* _COMPLETE THE FOLLOWING_:
A) Reproduce the passage of the Rebeca Villalobos profile from "Humanitarian of the" up to and including "of the day.".
B) Go on with the Rebeca Villalobos profile from the point where it stops.

* _EXTRACT_:
Humanitarian of the Year: Rebeca Villalobos – Guardian of the Needy
Chrissie Long | Oct 01, 2009 | Comments 0
SAN JOSE, Costa Rica — As a 19-year-old school secretary for a Caravan of Goodwill school in rural Costa Rica, Rebeca Villalobos noticed that many children were failing their classes for lack of glasses. Still others were slowly going blind from eye ailments because they had no access to treatment.
“What I saw upset me,” Villalobos says. “But at the time, I really didn’t know how to help.”
It took 10 years for Villalobos to find her path. With $500 of start-up capital and a few borrowed chairs, she opened her first medical clinic in 1991 and began offering treatment for just $2 a visit. In those early years, often exhausted from the long hours spent serving the poor, her eyes would well up with tears as she let the last patient out the door at the end of the day.
Now, the unassuming 48-year-old seems almost out of place in the upstairs executive suite of a spotless ASEMBIS health clinic, located in northeast San José and one of seven such clinics in the country. From her dark wooden desk, she personally greets patients and visitors in a manner that belies her driven personality and the force behind the low-cost organization, whose name stands for Association of Medical Services for the Social Good.

[Stored items]
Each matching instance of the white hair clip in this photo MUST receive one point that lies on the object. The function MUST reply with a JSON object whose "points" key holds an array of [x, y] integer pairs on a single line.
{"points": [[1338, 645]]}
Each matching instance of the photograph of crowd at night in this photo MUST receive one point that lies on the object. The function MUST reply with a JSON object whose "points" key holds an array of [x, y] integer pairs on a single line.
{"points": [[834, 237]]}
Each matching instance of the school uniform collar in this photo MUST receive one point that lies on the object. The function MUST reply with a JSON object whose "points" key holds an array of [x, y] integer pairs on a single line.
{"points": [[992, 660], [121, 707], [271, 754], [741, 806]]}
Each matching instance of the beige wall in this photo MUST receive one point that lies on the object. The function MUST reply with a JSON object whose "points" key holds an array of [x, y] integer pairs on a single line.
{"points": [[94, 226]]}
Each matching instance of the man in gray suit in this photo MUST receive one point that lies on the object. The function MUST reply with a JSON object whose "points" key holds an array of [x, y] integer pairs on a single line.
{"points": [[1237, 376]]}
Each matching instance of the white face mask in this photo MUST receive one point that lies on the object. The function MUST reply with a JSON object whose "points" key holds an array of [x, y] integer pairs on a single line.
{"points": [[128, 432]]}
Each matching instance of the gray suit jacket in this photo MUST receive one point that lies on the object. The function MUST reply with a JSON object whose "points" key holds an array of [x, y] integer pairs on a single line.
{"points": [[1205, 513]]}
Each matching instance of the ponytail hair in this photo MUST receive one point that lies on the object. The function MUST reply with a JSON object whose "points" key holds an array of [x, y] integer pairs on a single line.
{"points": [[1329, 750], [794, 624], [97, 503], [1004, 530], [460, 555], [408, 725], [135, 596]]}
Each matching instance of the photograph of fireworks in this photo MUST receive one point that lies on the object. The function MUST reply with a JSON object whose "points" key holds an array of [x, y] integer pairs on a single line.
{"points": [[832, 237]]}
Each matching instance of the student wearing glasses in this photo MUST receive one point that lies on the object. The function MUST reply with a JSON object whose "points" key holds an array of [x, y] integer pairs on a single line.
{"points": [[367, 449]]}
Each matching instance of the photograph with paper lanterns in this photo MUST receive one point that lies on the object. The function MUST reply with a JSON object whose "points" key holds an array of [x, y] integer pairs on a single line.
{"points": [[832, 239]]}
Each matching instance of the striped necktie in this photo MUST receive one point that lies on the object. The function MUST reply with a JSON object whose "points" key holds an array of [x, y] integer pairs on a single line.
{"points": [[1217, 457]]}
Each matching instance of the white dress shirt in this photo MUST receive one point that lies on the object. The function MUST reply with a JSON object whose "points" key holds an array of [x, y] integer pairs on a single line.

* _ANSWER LIST_:
A)
Humanitarian of the Year: Rebeca Villalobos – Guardian of the Needy
Chrissie Long | Oct 01, 2009 | Comments 0
SAN JOSE, Costa Rica — As a 19-year-old school secretary for a Caravan of Goodwill school in rural Costa Rica, Rebeca Villalobos noticed that many children were failing their classes for lack of glasses. Still others were slowly going blind from eye ailments because they had no access to treatment.
“What I saw upset me,” Villalobos says. “But at the time, I really didn’t know how to help.”
It took 10 years for Villalobos to find her path. With $500 of start-up capital and a few borrowed chairs, she opened her first medical clinic in 1991 and began offering treatment for just $2 a visit. In those early years, often exhausted from the long hours spent serving the poor, her eyes would well up with tears as she let the last patient out the door at the end of the day.

B)
“Rebeca has always had a vision of what she wants,” said ASEMBIS medical director Edwin Contreras, who has watched the clinics grow into a multimillion-dollar, self-sustaining enterprise that generates cash for expansion. “She persists and persists until she accomplishes [her goal,] which makes her a very strong person.”
Villalobos was raised in a single-parent household of modest means. She has no background in medicine; she doesn’t even have a college degree. Yet with donated time and money from doctors and former colleagues, it took her only 15 days to open that first clinic in San José, she recounted.
“Those initial days were tough,” Villalobos said. “There were days that we didn’t know if we could pay the people working with us. And there were times that I’d close the door at night and think, ‘I can’t do this.’ But there was some motor within me that kept saying ‘Go forward, go forward.’ So I kept going.”
Her small clinic gradually attracted the attention of philanthropists and donors, including the German foundation, Christoffel-Blindenmission (the Christian Blind Mission International), which played a pivotal role in the early years by paying doctors’ salaries and providing medical equipment.
Representatives from the foundation encouraged Villalobos to wean her organization off outside support and become self-sustaining, which she said was achieved within three years. The clinic later expanded services to include general medical consultations, dentistry, cardiology, gynecology and x-rays.
The ASEMBIS doctors have performed more than 27,000 cataract surgeries to date and have treated more than 3 million people, or around 360,000 a year.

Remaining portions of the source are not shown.